• [Source records]:
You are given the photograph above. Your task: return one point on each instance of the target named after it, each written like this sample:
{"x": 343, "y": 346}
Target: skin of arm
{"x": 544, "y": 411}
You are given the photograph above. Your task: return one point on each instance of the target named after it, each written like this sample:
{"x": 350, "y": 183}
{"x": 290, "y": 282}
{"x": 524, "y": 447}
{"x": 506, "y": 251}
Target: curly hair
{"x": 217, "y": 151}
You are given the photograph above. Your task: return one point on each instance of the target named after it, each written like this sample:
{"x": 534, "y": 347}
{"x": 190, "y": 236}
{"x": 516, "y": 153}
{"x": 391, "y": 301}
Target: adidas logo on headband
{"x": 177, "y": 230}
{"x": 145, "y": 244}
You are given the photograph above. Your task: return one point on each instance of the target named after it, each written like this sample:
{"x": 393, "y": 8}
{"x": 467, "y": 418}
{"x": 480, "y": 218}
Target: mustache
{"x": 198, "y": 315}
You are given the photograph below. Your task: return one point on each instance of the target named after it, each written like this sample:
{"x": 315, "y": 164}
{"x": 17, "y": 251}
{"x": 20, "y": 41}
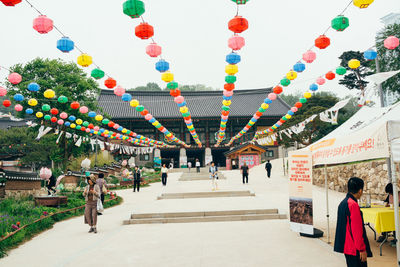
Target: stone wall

• [What you need to do]: Reproduce all of the records above word for word, omitting any pictures.

• [Answer for this exercise]:
You are given the photograph above. Your task: return one point on each instance of the target named after it, each written like this sample:
{"x": 343, "y": 346}
Target: skin of arm
{"x": 544, "y": 411}
You are given the photograph above. Your task: return one point on each instance of the target named after it, each written like this sample:
{"x": 350, "y": 183}
{"x": 290, "y": 282}
{"x": 524, "y": 447}
{"x": 506, "y": 251}
Target: curly hair
{"x": 217, "y": 151}
You are given the photograph above. Your task: return one point on each instance of the target named after it, each written like this sample:
{"x": 534, "y": 347}
{"x": 190, "y": 236}
{"x": 516, "y": 153}
{"x": 391, "y": 301}
Target: adidas logo on headband
{"x": 177, "y": 230}
{"x": 145, "y": 244}
You are given the photograph above. Your task: return one point on each instance of the target named after it, each written like this sample:
{"x": 393, "y": 8}
{"x": 467, "y": 418}
{"x": 480, "y": 218}
Target: mustache
{"x": 198, "y": 315}
You are given the photograph below. Your task: return one point on each instance of the target named after it, each written like this sample:
{"x": 315, "y": 164}
{"x": 17, "y": 251}
{"x": 20, "y": 41}
Target: stone wall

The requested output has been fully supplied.